---------- TEXTO FUENTE
La pandemia ha traído consigo un sinfín de cambios en la vida en sociedad, con ello incluso, un concepto de la sociología que en los últimos meses se ha vuelto tan presente y tan paradigmático: la nueva normalidad.
En corto. La idea de lo normal es un concepto que comenzó a fraguarse en el siglo XIX, cuando el sociólogo francés Émile Durkheim distinguió en su libro “Las reglas del método sociológico” los hechos sociales normales de los patológicos (o anormales), sentando así un precedente que casi un siglo después fue finalmente estructurado como lo conocemos ahora; de Michel Foucault es que entendemos a la normalidad como aquellas normas de conducta cuya realización o transgresión conlleva una sanción: la recompensa o el castigo –la exclusión–, respectivamente.
Siguiendo este orden de ideas, la nueva normalidad es la potenciación del rigor en las medidas de higiene, llegando incluso al confinamiento como medida idónea para prevenir y evitar el contagio del virus SARS-CoV-2 y estableciendo como principio el distanciamiento social y la responsabilidad colectiva para la convivencia en espacios públicos, teniendo como sanción la exclusión y el señalamiento de aquellos que transgreden la misma.
La pedagogía dentro de este paradigma ha sido una de las disciplinas más transformadas. Con una serie de reglas y criterios se han sentado las bases para poder desarrollar las clases, los docentes han fijado los lineamientos a partir de los cuales se debe asistir virtualmente a las videoconferencias en las que se imparte la cátedra y con ello se ha emprendido un nuevo reto: conservar la atención de los alumnos cuando frente a ellos se encuentra una puerta al mundo.
--------------------
---------- DATOS EXTRAÍDOS
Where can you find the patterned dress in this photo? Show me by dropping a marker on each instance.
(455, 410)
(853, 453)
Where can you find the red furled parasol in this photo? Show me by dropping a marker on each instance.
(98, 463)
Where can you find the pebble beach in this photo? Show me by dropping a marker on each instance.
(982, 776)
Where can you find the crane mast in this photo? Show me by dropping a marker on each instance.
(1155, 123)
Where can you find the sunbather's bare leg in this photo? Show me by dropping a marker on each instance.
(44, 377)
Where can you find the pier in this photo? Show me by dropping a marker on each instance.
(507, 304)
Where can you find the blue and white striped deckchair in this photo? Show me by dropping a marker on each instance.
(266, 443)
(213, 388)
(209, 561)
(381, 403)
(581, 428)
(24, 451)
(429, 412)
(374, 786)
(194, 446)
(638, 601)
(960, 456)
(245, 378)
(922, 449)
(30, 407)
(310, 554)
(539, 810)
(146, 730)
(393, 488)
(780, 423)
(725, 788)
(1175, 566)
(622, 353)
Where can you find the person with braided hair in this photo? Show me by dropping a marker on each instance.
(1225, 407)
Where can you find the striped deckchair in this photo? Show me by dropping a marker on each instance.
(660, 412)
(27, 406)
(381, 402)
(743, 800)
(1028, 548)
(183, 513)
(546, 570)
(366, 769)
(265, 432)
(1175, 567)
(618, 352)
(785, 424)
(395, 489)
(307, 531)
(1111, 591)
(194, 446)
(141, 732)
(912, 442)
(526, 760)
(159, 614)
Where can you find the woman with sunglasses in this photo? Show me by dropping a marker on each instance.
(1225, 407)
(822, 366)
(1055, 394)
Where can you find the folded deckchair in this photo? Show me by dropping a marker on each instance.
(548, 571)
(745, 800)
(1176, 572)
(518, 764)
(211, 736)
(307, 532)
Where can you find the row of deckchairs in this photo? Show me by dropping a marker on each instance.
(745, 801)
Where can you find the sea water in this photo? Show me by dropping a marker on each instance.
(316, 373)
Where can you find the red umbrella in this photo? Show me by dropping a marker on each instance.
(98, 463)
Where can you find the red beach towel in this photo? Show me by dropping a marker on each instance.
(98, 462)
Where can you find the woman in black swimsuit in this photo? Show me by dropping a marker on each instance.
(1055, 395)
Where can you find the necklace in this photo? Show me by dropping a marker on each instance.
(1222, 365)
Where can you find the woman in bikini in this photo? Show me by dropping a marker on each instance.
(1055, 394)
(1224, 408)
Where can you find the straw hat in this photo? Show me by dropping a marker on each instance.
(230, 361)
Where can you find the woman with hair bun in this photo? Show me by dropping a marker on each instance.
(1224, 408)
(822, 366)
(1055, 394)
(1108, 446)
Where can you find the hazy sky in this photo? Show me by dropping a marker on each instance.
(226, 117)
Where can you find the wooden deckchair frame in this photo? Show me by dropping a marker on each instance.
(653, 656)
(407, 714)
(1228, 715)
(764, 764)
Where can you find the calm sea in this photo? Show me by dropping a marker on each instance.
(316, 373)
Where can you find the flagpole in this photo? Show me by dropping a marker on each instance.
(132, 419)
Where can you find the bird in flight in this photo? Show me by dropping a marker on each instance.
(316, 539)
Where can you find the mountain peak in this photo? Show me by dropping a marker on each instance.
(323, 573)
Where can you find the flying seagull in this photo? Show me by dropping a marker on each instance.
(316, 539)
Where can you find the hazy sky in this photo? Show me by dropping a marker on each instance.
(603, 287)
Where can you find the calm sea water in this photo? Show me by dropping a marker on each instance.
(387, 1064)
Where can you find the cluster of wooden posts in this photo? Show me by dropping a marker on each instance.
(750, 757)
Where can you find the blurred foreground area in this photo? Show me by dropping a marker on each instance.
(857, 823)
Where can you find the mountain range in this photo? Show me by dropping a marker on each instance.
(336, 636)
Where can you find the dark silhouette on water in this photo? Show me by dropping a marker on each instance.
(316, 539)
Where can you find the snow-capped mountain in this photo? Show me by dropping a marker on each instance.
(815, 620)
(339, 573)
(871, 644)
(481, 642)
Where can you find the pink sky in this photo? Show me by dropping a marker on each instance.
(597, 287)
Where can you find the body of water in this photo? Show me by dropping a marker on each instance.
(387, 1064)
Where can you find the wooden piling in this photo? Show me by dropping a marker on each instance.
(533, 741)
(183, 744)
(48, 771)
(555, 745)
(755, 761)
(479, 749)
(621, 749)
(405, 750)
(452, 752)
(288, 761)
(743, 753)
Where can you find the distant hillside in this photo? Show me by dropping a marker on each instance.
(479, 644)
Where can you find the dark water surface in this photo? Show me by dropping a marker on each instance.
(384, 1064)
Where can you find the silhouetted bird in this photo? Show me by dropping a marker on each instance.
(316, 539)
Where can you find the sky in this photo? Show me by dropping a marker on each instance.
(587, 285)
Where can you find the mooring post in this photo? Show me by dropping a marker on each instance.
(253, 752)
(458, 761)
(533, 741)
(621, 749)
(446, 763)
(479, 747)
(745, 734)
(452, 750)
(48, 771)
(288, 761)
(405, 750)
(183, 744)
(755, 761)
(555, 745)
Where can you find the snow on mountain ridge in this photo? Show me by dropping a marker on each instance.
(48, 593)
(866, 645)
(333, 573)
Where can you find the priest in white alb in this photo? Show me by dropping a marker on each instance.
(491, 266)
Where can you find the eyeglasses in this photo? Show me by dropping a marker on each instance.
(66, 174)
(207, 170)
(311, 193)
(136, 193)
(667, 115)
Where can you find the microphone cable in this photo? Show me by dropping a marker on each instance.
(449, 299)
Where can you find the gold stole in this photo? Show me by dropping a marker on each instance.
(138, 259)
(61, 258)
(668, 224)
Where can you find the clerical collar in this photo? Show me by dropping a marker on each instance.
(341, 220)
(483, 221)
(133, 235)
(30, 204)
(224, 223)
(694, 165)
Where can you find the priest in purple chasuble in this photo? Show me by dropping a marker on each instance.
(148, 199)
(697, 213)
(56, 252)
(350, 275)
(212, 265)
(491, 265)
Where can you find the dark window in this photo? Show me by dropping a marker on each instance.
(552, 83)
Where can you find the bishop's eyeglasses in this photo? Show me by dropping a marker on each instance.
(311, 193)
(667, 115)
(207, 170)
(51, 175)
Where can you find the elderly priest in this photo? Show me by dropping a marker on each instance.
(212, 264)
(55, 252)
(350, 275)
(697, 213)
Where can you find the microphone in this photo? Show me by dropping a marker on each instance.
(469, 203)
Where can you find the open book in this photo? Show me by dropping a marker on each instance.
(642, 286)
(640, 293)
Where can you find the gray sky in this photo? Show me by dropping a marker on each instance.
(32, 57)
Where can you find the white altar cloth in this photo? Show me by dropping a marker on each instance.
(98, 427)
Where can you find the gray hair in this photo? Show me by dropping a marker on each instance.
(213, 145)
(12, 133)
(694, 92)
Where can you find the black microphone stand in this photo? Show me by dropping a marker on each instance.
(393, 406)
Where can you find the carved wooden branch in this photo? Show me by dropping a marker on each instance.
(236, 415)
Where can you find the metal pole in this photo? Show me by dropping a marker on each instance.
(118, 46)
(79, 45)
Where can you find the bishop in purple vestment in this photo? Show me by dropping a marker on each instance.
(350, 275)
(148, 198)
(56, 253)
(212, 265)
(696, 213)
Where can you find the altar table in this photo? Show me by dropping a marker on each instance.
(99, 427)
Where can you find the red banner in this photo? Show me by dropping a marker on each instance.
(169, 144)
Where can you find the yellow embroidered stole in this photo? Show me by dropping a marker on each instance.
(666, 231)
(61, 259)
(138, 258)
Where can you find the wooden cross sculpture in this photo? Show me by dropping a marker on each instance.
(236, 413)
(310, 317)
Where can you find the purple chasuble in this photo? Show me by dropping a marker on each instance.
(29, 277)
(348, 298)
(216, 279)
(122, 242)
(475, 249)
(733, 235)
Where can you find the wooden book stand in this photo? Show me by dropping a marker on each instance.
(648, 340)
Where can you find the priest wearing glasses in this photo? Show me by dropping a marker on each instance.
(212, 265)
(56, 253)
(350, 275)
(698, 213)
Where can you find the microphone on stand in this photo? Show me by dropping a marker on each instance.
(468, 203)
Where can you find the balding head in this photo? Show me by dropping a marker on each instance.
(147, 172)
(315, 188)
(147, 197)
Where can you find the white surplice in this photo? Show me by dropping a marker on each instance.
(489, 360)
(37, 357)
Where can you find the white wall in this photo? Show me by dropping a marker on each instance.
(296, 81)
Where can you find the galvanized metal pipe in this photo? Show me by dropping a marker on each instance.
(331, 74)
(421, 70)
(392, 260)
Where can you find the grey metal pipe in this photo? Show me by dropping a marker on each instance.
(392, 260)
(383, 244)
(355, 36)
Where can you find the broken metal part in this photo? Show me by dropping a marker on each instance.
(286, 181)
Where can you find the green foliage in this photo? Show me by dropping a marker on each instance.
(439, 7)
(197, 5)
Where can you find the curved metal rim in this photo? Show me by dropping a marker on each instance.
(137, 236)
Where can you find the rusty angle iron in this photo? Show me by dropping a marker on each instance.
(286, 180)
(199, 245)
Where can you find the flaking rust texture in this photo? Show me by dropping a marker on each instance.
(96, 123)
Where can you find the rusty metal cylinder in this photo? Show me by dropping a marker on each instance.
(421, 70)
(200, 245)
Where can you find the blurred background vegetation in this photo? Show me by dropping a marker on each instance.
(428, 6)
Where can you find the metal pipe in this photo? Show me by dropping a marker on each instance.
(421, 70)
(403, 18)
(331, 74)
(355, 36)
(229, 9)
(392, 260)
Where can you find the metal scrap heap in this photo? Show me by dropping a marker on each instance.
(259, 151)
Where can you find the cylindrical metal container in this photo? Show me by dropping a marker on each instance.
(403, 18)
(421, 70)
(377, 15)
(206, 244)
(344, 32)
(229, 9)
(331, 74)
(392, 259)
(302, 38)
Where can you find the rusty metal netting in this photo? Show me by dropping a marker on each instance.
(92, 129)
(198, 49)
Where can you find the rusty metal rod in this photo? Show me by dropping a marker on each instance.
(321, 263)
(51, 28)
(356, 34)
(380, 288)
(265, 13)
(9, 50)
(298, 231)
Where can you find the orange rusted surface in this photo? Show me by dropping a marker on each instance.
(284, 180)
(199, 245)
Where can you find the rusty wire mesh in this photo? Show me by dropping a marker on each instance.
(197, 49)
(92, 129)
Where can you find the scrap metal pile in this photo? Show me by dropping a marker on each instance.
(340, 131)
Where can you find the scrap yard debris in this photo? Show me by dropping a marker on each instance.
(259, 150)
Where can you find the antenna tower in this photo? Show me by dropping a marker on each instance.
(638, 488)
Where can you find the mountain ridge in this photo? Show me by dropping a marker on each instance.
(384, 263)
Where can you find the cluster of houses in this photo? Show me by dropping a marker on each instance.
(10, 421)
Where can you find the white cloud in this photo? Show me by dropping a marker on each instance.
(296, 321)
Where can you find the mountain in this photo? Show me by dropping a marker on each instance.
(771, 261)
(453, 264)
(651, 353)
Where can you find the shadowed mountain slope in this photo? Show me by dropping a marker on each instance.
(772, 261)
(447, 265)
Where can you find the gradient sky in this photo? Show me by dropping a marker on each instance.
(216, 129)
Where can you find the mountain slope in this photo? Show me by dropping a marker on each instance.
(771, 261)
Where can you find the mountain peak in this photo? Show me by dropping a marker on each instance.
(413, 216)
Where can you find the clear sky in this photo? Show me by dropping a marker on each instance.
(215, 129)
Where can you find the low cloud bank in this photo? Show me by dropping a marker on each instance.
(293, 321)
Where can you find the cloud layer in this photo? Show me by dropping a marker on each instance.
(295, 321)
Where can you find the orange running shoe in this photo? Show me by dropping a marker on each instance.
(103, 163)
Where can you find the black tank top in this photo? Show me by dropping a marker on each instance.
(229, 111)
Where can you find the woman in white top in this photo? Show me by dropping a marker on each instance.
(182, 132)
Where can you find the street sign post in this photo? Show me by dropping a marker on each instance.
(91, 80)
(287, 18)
--------------------
> CONSIGNA
Resume en dos oraciones, por favor, el texto sobre la nueva normalidad.

> SOLUCIÓN
La pandemia ha vuelto muy presente el concepto sociológico de la nueva normalidad, que parte de la idea de lo normal planteada por Durkheim en el siglo XIX y estructurada después por Foucault como normas de conducta cuyo cumplimiento o transgresión conlleva recompensa o castigo. La nueva normalidad refuerza las medidas de higiene, establece el distanciamiento social y sanciona con la exclusión a quienes la transgreden, y en la pedagogía, una de las disciplinas más transformadas, las clases virtuales plantean el reto de conservar la atención de los alumnos.